### WRITTEN INSTRUCTION
Reproduce each of the following records verbatim, line for line, with no changes.

### DATA PROVIDED
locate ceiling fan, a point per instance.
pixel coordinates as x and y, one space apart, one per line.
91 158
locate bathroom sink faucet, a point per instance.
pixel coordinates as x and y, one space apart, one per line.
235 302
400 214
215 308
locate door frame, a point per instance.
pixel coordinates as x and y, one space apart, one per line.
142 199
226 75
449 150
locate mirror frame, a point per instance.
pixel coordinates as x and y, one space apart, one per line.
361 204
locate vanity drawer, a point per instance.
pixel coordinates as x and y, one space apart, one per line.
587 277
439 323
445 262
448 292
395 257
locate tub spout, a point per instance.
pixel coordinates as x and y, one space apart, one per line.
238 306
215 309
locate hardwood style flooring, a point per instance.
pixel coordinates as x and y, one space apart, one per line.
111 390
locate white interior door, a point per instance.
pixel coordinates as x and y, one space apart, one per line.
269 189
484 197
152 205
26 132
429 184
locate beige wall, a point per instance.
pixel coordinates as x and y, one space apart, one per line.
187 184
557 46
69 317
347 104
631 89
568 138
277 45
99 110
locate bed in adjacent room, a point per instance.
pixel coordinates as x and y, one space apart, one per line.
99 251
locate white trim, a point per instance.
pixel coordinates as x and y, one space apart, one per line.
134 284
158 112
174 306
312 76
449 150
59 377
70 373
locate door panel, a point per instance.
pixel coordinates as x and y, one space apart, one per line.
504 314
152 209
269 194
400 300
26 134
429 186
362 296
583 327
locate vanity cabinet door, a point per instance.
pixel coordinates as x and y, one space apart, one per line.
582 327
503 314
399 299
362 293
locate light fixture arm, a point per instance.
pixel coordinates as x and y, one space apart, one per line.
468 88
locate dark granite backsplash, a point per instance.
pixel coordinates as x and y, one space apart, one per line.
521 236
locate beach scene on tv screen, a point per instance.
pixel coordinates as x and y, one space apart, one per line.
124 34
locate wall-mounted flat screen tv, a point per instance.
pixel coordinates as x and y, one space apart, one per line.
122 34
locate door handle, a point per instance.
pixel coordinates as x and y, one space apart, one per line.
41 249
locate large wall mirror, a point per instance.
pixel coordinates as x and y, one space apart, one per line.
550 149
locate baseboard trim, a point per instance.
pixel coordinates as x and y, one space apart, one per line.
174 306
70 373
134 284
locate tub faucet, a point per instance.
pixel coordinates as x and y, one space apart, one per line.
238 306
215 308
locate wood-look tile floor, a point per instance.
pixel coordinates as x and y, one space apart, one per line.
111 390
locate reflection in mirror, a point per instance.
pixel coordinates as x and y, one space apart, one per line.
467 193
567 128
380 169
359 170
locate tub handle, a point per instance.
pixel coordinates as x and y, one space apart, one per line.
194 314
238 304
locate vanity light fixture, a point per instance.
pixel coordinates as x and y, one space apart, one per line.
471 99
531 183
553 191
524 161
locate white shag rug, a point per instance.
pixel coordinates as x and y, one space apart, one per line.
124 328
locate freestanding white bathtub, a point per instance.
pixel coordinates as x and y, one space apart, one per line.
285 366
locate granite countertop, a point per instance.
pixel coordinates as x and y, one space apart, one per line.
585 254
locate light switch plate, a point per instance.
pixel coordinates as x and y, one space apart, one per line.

### THE OUTPUT
locate ceiling fan, a point per instance.
pixel coordinates as x and y, one space apart, one per line.
91 158
locate bathroom sink faucet, a point per instance.
pixel coordinates as x and y, one space apart, one per line.
235 302
400 214
215 308
locate door frame, a point per instance.
pixel coordinates as x and y, one space apart, one per line.
142 199
226 75
449 150
locate mirror frame, a point per instance.
pixel coordinates as x and y, one space apart, one per line.
361 204
locate vanity drawer, a point per instance.
pixel coordinates as x and y, one space apart, one per line.
587 277
439 323
445 262
448 292
395 257
locate tub spout, a point per instance.
pixel coordinates as x and y, one space apart, one per line.
238 306
215 309
locate hardwood style flooring, a point per instance.
pixel coordinates as x and y, one space apart, one per line.
111 390
locate white interior door, a point per instance.
pixel coordinates as x and y, one space apart, one per line.
269 189
484 197
152 205
26 132
429 184
locate beige wall, a point per instance.
pixel coordinates as x and y, one space apart, one per line.
187 184
557 46
69 317
347 104
631 89
568 138
277 45
99 110
locate bed in adjacent room, a point per instance.
pixel coordinates as x and y, one space apart, one per line.
99 251
locate white trim, a point per instance.
pixel coordinates as x and y, one space apart, one per line.
134 284
158 112
174 306
312 76
449 150
59 377
70 373
locate door panel, a point per instance.
pixel coordinates as x and y, one space apart, one per line.
504 314
152 209
269 194
400 300
26 134
429 186
362 296
583 327
locate vanity cabinet door, a point per instance.
pixel coordinates as x and y, one space apart, one per line.
582 327
503 314
399 299
362 293
locate light fixture arm, a point per instance.
pixel coordinates as x and y, one space apart, one per line.
468 88
locate dark granite backsplash, a point per instance.
pixel coordinates as x and y, one space apart, one per line.
521 236
locate beach scene on tv screen, a point per instance.
pixel coordinates as x and y, one space apart, one per line.
124 34
locate wall-mounted flat screen tv, a point per instance.
pixel coordinates as x and y, one space apart, one per line.
122 34
locate door handle, a point per instance.
pixel coordinates as x and y, one space apart, one per line.
41 249
locate large wall mirror, a point per instance.
pixel coordinates as x and y, one space apart, one per line.
550 149
locate baseboard trim, a point per instance.
pixel coordinates as x and y, one space apart, one per line.
174 306
70 373
134 284
locate tub faucet, a point per instance.
pixel coordinates as x and y, one space apart, one per line.
238 306
215 308
locate wood-look tile floor, a point per instance.
pixel coordinates as x and y, one space apart, one per line.
111 390
locate reflection in mirror, a point per instance.
pixel coordinates as x and y, one space apart, one per line.
467 193
567 128
380 169
359 170
locate tub handle, a point per instance.
pixel coordinates as x and y, one space apart, one per line.
194 314
238 304
locate vanity light fixture, a point per instance.
pixel coordinates as x and y, one space apart, one per line.
471 99
531 183
553 191
524 161
locate white shag rug, a point per instance.
pixel coordinates as x and y, one space apart, one per line.
124 328
locate freestanding white bathtub, a point per instance.
pixel coordinates as x and y, one space apart, one per line.
285 366
locate granite countertop, a point per instance.
pixel coordinates as x and y, one space apart, one per line.
585 254
locate light switch plate, a point per instance.
pixel coordinates as x and y, one space apart, one per line.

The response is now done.